__DIRECTION__. Copy the lines in the records below with no changes, from the line containing "query (the noun phrase to segment): <item>gold picture" through the line containing "POLYGON ((168 47, 182", including both of those lines.

— START OF DATASET CONTENT —

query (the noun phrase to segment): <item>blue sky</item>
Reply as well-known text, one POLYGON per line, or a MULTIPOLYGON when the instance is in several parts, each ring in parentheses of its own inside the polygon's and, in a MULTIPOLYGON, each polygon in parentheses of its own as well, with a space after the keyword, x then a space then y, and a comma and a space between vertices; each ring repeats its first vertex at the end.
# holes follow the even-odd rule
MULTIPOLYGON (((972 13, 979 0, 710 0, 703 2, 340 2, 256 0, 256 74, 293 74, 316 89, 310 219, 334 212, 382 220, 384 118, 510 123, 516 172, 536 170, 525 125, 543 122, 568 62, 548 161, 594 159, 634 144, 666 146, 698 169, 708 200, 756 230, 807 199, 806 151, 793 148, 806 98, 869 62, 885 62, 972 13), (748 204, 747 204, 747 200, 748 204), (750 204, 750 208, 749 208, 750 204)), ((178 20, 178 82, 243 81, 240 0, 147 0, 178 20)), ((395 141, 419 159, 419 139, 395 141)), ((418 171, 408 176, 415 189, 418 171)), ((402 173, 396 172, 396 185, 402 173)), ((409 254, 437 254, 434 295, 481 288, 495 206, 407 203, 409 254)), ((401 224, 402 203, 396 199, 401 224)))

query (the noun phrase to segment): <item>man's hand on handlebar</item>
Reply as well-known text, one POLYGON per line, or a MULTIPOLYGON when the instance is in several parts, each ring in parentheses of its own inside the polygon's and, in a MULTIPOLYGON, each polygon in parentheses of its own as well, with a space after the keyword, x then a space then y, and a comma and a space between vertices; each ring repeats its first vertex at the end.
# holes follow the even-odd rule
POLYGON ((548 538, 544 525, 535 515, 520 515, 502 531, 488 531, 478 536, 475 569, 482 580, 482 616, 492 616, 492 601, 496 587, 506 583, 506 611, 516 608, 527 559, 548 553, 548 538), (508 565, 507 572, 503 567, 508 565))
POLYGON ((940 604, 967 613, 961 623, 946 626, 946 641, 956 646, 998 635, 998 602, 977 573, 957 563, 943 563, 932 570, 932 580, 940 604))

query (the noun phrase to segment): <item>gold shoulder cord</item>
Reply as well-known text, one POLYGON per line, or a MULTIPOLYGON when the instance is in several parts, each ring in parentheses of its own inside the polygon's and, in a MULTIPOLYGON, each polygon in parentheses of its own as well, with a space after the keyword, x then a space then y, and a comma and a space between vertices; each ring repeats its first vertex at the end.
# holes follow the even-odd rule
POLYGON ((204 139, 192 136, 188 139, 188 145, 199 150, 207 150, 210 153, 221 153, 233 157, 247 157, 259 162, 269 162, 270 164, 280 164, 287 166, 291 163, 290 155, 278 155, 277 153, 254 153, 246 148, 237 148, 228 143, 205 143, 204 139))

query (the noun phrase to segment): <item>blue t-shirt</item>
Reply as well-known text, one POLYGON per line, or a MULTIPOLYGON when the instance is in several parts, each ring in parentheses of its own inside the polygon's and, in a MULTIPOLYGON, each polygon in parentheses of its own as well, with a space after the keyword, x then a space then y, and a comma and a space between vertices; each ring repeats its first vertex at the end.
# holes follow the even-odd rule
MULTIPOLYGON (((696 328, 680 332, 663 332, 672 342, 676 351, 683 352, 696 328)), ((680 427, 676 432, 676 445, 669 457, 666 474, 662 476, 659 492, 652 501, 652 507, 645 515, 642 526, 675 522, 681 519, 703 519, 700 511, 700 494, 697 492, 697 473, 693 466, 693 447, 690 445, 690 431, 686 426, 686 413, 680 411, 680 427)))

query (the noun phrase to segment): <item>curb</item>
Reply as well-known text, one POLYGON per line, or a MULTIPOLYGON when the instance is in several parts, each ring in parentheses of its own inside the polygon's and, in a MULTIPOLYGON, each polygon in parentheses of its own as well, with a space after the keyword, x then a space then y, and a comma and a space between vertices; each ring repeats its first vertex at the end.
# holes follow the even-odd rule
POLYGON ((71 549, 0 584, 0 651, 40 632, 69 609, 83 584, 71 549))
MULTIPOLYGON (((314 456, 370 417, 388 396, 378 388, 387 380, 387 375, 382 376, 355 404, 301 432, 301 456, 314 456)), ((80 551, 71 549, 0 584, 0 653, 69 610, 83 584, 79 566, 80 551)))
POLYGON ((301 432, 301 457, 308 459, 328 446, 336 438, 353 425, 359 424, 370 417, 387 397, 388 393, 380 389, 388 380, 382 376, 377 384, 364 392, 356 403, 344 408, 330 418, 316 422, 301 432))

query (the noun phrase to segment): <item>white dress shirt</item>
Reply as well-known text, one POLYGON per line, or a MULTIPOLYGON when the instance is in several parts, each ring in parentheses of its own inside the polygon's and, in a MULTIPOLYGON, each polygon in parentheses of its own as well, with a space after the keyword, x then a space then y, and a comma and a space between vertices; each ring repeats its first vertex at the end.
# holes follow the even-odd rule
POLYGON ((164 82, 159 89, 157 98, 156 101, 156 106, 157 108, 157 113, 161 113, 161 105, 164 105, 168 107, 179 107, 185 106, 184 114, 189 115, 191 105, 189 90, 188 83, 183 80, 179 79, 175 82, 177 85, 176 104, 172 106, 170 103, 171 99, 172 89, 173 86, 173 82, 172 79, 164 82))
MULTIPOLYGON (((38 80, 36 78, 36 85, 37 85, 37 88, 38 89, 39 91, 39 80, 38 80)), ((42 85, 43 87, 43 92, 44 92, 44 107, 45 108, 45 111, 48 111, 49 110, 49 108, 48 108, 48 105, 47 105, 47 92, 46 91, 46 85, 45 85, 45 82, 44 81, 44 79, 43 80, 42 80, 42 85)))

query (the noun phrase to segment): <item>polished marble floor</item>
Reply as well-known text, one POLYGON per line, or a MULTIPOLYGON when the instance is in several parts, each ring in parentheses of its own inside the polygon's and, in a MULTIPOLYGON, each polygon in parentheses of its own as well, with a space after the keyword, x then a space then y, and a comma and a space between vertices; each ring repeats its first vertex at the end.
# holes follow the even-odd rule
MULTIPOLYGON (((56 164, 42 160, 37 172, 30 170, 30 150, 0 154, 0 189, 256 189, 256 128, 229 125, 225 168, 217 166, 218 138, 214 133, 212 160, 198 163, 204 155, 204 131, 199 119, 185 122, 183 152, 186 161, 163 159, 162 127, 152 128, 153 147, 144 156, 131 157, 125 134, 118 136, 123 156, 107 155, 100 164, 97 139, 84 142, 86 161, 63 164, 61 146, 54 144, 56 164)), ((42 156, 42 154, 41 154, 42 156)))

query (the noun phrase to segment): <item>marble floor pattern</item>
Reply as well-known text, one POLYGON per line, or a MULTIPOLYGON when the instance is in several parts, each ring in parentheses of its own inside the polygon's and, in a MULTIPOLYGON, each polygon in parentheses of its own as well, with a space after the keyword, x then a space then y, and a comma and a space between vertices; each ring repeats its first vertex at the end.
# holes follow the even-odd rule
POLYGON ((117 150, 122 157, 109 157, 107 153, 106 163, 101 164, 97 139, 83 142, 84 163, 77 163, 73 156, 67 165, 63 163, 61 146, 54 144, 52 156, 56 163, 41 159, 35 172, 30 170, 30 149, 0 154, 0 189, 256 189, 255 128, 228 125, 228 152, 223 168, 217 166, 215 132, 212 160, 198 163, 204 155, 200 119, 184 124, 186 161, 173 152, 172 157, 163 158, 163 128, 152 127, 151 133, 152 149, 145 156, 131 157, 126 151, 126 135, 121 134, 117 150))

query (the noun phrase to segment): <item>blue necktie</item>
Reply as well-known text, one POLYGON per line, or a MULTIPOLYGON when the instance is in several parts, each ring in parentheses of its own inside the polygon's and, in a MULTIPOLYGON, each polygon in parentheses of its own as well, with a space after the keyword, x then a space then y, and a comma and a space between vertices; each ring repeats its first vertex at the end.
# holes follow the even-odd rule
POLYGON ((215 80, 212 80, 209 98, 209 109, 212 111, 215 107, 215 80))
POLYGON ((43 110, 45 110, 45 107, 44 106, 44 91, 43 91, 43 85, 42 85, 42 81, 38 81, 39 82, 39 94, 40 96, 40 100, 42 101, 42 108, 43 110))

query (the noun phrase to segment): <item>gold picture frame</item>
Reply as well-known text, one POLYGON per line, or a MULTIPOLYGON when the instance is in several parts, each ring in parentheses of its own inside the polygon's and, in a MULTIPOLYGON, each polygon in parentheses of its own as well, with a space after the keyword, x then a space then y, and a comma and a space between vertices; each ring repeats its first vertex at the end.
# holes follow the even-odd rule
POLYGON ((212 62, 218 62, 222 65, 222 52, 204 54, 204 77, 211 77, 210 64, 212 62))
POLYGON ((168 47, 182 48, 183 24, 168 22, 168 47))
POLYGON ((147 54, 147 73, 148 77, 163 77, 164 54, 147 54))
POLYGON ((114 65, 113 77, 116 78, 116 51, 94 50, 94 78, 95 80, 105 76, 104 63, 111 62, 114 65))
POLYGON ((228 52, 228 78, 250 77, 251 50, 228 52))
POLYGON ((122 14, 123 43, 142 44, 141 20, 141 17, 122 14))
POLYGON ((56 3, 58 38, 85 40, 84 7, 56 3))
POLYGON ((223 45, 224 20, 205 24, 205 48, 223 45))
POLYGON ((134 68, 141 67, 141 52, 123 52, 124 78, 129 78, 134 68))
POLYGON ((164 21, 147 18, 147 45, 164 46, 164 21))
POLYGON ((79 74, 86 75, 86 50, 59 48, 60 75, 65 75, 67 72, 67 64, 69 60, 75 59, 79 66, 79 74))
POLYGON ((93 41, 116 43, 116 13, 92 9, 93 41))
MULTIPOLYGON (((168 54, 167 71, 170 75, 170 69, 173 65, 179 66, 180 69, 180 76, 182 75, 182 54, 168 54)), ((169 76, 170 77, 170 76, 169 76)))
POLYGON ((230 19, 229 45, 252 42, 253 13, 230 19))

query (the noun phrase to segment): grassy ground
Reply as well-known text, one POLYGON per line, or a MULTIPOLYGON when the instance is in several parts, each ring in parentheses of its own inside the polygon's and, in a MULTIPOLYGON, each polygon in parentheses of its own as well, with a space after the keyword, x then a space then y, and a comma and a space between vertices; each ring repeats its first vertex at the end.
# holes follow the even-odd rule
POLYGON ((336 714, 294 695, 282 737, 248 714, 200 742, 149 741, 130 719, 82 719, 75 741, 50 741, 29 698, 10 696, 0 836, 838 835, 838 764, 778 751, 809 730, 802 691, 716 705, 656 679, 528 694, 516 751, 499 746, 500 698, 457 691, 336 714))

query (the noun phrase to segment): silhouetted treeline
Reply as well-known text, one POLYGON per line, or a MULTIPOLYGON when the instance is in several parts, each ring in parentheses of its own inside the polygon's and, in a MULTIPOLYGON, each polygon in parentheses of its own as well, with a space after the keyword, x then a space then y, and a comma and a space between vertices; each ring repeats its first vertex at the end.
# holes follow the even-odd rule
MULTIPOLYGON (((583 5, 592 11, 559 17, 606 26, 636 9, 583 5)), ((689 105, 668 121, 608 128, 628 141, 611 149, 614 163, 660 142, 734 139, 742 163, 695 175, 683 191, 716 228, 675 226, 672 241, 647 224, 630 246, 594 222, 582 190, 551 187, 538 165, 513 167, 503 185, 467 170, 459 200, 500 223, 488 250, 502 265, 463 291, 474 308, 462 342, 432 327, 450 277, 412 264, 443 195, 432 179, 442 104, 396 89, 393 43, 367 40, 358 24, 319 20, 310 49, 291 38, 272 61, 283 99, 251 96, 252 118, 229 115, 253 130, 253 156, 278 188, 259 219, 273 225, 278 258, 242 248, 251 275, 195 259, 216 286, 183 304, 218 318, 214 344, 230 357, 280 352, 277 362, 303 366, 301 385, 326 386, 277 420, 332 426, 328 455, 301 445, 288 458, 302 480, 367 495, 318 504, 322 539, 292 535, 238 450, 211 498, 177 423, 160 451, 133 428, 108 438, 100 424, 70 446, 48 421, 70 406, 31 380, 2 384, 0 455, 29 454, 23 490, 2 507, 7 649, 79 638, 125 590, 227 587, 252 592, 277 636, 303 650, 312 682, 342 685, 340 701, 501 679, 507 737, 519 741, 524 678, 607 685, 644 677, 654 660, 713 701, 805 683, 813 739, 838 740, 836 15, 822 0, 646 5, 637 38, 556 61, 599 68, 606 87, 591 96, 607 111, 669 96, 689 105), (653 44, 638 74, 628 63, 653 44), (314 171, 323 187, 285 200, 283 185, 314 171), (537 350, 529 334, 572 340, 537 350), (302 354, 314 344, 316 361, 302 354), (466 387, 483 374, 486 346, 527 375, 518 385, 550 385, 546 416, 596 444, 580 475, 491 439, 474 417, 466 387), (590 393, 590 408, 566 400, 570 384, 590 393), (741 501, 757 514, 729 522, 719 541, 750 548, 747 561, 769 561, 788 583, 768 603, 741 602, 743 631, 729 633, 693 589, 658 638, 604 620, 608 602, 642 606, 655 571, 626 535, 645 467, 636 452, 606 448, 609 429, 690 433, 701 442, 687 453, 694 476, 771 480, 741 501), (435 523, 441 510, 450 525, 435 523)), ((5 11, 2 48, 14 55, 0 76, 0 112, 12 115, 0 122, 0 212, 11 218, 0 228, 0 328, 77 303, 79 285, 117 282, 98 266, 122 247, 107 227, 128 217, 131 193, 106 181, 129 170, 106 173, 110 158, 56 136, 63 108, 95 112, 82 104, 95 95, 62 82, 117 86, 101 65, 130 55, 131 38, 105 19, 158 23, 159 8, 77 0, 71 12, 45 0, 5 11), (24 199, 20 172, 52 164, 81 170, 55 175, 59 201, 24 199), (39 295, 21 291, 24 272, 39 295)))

— END OF DATASET CONTENT —

__RESPONSE FOR THIS EXERCISE__.
query (the noun phrase to segment): <item>gold picture frame</item>
Reply as well-known text, one POLYGON per line, or a MULTIPOLYGON when the instance is in several parts, each ring in parentheses of its own inside the polygon's and, in a MULTIPOLYGON, each polygon in parentheses of its own as well, with a space after the keyword, x then a space then y, and a comma and a space between vertices; each ring repeats its first vertex at the end.
# holes follow the even-odd rule
POLYGON ((212 62, 218 62, 222 65, 222 52, 204 54, 204 77, 211 77, 210 64, 212 62))
POLYGON ((168 47, 182 48, 183 24, 168 22, 168 47))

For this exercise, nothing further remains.